## Required task
Count the lines in the entries below that contain the word "tree", treating upper and lower case as different, and reply with that number alone.

-- START Dataset records --

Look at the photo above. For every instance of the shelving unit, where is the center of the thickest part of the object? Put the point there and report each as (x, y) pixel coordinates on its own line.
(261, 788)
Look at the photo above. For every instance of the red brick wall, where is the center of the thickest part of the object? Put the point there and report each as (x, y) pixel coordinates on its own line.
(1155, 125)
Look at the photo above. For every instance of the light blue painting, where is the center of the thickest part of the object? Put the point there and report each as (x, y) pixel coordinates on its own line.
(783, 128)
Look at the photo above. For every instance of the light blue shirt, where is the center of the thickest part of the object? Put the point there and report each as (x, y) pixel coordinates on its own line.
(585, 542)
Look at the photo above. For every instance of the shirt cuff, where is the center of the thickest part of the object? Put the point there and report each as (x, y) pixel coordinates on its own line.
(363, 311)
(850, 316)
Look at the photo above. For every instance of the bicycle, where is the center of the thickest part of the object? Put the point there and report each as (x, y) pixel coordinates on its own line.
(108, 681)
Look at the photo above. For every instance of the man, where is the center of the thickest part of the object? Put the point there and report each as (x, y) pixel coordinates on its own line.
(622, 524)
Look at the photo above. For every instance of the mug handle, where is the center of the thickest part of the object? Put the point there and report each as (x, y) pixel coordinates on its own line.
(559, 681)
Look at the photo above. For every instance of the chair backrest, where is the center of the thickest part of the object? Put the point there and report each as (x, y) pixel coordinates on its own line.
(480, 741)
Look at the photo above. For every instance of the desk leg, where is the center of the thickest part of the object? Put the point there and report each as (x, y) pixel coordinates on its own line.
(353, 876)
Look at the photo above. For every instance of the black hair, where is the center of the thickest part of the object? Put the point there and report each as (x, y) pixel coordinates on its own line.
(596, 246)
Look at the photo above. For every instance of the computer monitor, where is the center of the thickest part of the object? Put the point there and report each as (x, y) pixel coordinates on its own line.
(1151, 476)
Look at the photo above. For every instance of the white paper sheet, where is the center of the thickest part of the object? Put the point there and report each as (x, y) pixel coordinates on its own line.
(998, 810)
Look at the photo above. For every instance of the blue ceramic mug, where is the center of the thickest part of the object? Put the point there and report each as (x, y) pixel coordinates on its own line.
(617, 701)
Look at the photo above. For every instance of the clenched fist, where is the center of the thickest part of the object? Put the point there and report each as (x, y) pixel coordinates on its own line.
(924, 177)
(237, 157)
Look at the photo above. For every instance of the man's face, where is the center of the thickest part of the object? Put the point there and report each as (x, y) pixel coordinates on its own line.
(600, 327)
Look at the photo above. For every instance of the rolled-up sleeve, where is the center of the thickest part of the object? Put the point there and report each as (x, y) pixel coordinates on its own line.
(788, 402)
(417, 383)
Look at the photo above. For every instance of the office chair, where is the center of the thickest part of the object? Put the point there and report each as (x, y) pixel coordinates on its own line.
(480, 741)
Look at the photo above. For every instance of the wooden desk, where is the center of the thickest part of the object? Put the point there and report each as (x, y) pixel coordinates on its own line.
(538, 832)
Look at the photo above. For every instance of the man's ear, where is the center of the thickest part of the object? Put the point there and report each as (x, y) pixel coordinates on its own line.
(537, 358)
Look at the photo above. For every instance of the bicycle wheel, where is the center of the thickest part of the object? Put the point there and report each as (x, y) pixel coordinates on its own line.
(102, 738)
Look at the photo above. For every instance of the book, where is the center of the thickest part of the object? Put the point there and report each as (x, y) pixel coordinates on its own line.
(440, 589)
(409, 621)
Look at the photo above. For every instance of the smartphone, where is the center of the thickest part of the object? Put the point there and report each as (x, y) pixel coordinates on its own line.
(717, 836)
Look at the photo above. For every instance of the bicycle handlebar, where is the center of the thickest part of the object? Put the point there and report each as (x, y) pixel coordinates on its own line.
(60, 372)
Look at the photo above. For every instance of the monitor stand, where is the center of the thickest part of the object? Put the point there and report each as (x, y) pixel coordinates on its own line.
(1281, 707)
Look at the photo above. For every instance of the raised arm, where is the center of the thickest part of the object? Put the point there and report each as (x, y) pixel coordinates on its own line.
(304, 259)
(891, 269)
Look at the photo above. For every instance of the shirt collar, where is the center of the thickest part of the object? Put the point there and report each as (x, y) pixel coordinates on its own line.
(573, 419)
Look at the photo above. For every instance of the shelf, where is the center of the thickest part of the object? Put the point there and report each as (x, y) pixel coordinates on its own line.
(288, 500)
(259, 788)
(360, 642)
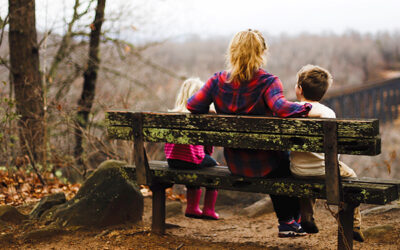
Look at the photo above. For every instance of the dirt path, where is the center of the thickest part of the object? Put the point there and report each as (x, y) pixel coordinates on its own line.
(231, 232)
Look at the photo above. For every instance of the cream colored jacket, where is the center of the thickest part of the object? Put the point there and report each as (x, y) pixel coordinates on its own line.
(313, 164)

-- END Dataset records --
-- START Dataset records --

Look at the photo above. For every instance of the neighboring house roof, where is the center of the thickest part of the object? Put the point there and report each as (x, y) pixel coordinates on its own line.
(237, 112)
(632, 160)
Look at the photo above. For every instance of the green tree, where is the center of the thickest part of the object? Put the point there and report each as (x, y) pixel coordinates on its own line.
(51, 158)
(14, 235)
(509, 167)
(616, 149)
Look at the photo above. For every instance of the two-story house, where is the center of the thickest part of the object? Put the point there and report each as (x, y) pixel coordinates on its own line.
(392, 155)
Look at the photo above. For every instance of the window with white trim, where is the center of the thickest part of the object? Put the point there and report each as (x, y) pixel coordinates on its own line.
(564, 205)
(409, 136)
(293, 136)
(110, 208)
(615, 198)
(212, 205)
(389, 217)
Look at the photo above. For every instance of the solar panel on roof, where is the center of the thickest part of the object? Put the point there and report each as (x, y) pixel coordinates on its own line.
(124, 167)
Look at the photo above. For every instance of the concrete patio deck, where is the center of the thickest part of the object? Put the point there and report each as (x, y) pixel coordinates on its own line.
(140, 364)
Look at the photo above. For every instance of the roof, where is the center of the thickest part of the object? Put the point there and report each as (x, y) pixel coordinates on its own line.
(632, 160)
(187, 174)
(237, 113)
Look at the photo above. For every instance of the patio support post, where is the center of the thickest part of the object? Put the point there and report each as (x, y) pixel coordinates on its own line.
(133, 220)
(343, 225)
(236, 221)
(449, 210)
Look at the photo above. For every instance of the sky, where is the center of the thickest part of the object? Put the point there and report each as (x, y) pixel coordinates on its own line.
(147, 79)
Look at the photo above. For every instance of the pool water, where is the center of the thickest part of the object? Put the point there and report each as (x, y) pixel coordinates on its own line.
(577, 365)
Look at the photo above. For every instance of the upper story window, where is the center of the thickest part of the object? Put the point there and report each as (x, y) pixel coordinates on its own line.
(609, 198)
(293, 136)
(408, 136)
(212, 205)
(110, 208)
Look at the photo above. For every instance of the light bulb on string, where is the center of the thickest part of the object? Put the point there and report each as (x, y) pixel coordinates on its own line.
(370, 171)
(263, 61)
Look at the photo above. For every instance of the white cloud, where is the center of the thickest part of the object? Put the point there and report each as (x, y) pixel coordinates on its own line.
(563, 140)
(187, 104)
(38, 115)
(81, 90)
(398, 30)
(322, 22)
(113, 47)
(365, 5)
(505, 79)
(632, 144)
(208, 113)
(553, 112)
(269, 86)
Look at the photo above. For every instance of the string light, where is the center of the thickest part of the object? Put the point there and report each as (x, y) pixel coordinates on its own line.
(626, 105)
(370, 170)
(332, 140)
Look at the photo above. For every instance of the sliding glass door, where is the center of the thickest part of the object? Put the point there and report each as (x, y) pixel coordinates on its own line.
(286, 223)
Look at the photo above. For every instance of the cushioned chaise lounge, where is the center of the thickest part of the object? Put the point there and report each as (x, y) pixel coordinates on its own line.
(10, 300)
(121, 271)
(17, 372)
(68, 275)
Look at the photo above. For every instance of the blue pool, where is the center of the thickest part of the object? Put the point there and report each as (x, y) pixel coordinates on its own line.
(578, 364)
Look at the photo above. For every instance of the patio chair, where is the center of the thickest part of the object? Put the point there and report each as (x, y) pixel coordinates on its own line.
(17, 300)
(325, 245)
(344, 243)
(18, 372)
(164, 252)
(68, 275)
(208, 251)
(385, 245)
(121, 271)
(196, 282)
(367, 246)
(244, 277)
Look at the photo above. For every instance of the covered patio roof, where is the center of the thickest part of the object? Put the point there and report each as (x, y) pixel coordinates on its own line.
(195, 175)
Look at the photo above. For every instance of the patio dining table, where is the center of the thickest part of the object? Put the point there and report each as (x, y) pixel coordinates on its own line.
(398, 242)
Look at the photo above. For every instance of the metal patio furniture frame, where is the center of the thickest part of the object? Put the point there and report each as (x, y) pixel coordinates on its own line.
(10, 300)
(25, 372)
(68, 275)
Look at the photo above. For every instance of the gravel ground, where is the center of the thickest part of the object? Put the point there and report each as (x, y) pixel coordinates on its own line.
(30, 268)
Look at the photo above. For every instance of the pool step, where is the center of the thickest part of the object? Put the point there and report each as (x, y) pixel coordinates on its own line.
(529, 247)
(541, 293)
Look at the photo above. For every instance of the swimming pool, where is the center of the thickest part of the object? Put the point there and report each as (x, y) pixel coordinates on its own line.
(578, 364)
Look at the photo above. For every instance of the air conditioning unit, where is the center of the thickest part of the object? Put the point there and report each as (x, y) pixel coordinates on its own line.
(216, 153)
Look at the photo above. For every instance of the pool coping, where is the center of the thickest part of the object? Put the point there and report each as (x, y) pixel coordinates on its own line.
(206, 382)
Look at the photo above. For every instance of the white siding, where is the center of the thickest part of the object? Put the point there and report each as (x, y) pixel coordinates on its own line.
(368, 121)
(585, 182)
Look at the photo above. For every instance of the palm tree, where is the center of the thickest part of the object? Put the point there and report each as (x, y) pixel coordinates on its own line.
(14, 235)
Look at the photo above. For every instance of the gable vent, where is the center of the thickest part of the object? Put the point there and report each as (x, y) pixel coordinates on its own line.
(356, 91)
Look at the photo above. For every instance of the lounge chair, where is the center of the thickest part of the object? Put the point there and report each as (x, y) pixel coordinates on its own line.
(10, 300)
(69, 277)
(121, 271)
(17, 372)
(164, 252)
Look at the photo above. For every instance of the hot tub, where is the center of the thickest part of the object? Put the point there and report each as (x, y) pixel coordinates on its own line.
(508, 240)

-- END Dataset records --

## Worked solution
2